**Material provided**.
□ □ □

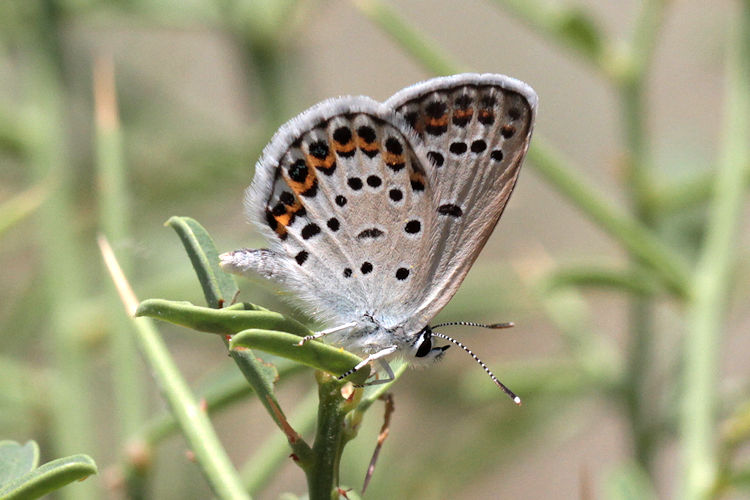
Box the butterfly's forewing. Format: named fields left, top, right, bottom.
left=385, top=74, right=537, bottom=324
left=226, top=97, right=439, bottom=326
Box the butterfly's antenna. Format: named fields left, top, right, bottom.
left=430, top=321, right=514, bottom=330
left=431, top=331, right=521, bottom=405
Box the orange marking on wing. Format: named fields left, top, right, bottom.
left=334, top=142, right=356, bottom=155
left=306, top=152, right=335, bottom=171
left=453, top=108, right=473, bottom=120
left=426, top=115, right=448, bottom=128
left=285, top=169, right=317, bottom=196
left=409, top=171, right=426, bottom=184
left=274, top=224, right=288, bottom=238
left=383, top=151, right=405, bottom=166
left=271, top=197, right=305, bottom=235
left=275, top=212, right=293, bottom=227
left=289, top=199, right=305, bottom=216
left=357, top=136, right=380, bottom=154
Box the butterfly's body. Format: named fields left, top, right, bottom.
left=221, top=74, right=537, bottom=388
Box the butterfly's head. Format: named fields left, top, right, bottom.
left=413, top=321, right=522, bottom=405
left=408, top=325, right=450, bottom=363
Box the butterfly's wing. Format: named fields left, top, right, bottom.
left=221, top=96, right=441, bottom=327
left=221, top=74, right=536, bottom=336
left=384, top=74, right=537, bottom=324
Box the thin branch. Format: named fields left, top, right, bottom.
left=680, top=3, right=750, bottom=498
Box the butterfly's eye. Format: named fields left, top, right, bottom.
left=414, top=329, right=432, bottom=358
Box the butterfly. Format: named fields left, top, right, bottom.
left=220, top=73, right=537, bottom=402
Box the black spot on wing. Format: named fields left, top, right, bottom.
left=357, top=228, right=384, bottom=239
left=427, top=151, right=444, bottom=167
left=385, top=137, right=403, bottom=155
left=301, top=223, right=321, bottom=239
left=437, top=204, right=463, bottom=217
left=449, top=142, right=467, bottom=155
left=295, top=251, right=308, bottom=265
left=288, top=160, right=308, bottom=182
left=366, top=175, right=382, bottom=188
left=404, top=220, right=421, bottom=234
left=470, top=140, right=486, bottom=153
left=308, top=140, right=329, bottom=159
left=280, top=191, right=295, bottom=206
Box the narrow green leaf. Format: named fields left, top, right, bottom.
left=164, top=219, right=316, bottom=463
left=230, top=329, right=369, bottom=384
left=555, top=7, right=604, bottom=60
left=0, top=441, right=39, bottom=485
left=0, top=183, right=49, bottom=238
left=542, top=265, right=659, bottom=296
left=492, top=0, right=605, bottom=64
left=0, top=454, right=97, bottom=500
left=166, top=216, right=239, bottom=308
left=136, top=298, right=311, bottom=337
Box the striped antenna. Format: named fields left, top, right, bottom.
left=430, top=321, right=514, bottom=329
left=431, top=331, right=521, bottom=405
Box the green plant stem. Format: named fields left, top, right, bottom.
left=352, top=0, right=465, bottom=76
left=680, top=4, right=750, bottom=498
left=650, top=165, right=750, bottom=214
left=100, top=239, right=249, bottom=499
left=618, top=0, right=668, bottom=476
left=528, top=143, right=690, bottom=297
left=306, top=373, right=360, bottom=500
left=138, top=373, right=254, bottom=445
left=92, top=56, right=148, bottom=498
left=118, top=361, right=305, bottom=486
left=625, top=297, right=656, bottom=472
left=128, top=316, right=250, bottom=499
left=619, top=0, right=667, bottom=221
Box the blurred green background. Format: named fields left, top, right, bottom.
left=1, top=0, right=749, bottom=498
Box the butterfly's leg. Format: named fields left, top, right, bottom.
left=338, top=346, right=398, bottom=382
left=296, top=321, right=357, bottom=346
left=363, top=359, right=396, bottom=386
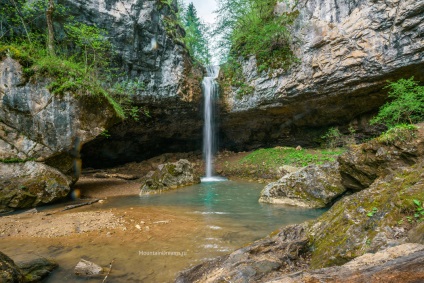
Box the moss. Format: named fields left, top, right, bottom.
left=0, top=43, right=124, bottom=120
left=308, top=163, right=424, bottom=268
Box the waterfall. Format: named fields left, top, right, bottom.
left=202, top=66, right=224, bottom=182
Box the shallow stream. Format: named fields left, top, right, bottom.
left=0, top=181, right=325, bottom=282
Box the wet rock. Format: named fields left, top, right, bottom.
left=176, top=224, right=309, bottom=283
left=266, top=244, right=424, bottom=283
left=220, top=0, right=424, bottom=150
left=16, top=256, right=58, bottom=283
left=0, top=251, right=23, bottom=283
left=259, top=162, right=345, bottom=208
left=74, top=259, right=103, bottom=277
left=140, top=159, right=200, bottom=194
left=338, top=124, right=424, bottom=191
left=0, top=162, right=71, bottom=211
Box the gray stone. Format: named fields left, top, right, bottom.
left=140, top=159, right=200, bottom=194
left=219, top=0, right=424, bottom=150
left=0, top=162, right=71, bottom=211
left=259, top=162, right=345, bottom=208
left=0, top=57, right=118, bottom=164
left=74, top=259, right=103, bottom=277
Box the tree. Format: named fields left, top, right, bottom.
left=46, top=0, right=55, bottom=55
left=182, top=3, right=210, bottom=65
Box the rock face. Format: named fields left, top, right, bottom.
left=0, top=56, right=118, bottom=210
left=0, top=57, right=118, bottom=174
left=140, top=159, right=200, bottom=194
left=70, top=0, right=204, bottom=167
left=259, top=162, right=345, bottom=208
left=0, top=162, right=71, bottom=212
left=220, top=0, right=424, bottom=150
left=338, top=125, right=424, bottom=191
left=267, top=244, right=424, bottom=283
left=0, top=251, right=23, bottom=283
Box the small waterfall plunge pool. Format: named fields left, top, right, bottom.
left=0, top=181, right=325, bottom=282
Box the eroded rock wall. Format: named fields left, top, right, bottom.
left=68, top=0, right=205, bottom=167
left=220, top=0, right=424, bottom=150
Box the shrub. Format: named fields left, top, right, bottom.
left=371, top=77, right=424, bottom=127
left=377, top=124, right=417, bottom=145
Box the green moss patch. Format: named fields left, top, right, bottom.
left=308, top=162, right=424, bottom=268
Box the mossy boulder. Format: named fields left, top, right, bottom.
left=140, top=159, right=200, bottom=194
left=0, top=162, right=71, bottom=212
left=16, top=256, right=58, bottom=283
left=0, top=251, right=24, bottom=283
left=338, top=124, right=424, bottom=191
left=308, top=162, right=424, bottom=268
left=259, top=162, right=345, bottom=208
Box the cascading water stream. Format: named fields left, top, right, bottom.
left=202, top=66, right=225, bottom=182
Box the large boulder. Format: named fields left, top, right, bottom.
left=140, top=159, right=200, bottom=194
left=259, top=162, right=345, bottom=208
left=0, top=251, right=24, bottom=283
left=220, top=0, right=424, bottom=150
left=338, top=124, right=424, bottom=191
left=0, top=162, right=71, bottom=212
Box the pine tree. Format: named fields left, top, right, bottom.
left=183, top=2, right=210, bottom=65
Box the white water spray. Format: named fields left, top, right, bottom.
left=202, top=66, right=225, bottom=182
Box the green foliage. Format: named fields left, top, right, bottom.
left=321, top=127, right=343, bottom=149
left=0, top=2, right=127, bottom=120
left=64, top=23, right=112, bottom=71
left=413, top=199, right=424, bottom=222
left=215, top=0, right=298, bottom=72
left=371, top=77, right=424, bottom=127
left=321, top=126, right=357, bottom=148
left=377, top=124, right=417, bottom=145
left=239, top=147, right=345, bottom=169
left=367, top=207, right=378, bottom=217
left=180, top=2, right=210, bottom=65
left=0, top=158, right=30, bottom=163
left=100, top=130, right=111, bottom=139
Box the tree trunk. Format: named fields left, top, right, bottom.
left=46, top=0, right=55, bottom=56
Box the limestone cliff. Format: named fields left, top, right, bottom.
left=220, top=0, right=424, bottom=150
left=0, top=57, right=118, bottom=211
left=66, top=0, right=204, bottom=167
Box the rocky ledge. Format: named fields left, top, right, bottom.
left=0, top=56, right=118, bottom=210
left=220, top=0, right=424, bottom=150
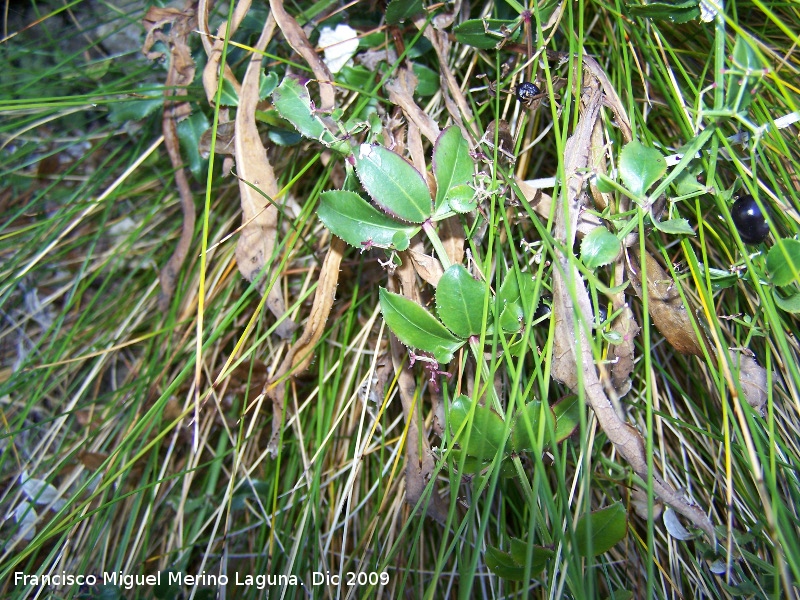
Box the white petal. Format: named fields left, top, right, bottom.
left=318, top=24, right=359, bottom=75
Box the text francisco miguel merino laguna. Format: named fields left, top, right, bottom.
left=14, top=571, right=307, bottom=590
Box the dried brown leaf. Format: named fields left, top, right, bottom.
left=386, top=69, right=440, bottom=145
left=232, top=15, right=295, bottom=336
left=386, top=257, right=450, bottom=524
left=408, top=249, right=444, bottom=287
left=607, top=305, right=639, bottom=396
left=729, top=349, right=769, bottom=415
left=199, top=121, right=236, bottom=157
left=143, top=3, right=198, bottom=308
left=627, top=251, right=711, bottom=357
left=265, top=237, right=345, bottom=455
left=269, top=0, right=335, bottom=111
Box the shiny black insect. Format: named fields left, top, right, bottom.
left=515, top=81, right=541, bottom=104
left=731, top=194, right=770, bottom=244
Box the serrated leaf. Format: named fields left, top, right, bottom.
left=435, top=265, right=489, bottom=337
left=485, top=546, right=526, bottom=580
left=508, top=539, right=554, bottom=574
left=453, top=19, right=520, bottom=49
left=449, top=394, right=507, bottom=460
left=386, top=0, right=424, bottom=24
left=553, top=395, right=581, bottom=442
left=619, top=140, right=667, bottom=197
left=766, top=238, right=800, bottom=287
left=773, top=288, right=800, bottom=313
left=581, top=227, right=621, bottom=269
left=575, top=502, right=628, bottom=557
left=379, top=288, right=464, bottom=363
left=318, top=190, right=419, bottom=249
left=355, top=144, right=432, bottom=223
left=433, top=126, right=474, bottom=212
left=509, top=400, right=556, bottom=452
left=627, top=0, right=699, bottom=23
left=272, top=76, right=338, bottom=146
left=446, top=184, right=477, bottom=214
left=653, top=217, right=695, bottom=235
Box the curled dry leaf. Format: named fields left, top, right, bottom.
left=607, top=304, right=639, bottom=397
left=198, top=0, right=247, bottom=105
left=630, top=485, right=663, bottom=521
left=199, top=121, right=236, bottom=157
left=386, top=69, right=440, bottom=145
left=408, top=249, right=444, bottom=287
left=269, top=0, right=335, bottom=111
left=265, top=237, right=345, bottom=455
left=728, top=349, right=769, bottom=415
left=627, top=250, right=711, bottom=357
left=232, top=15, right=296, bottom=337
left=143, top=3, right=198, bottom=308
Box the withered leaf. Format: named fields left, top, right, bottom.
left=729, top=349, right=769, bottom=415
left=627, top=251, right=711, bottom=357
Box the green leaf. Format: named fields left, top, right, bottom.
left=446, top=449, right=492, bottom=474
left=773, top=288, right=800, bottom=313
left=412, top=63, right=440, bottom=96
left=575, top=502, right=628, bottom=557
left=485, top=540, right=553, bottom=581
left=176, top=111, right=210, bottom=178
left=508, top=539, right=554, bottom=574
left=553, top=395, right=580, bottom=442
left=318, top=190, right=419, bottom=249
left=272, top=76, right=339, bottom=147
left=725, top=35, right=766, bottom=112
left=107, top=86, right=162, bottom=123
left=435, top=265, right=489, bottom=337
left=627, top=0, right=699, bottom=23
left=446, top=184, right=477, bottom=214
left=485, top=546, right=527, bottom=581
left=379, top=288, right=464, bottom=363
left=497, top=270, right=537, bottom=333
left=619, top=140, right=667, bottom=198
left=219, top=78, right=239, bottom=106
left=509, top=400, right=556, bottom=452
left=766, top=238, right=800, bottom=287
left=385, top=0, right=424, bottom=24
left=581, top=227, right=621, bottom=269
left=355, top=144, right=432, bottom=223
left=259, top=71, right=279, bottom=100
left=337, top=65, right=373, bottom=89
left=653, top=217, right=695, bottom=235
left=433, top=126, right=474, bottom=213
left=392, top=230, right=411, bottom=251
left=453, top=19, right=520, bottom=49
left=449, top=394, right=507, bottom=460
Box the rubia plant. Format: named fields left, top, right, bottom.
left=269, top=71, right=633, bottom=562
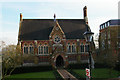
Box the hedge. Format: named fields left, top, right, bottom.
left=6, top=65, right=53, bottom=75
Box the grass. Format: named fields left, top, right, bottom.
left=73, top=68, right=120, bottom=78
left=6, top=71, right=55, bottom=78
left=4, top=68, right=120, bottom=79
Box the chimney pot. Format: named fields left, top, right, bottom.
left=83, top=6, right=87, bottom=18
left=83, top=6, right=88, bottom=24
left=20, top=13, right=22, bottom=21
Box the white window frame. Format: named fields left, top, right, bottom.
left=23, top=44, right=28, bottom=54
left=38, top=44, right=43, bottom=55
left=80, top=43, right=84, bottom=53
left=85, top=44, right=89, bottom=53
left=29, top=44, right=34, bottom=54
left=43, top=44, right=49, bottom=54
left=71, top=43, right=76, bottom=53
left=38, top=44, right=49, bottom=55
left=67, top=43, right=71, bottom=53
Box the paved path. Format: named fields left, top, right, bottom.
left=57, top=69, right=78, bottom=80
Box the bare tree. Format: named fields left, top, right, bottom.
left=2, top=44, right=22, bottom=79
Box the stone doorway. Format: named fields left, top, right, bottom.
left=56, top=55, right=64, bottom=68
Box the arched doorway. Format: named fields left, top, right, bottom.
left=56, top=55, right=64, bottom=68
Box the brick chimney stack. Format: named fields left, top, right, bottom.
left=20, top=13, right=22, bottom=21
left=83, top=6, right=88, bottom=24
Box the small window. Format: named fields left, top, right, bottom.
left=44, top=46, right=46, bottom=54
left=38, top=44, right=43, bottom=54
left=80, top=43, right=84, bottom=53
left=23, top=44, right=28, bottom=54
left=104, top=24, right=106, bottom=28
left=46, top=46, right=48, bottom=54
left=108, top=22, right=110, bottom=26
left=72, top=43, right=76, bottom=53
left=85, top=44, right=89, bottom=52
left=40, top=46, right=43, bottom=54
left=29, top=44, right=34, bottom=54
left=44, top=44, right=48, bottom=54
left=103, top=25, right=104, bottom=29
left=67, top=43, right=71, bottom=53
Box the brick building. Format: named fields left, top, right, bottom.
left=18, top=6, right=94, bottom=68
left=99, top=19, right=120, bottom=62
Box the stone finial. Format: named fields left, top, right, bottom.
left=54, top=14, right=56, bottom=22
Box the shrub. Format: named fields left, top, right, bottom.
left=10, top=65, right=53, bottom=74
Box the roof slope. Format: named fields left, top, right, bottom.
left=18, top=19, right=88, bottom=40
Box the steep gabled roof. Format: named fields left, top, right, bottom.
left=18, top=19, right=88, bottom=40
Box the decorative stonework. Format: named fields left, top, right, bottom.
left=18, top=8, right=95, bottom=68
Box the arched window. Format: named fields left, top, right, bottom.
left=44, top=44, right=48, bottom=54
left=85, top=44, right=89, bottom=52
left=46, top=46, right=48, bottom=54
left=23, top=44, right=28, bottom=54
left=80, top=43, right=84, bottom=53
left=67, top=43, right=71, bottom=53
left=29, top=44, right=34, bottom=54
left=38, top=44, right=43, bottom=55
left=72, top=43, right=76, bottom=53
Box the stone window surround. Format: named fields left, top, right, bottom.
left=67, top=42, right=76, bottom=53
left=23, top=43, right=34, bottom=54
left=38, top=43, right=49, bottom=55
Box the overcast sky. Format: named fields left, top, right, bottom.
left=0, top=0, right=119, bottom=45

□ □ □

**What to produce**.
From the line containing "Box the overcast" down to the last line, reproduce the records exactly. Include both ends.

**Task output**.
Box the overcast sky. Format: named fields left, top, right, bottom.
left=0, top=0, right=119, bottom=45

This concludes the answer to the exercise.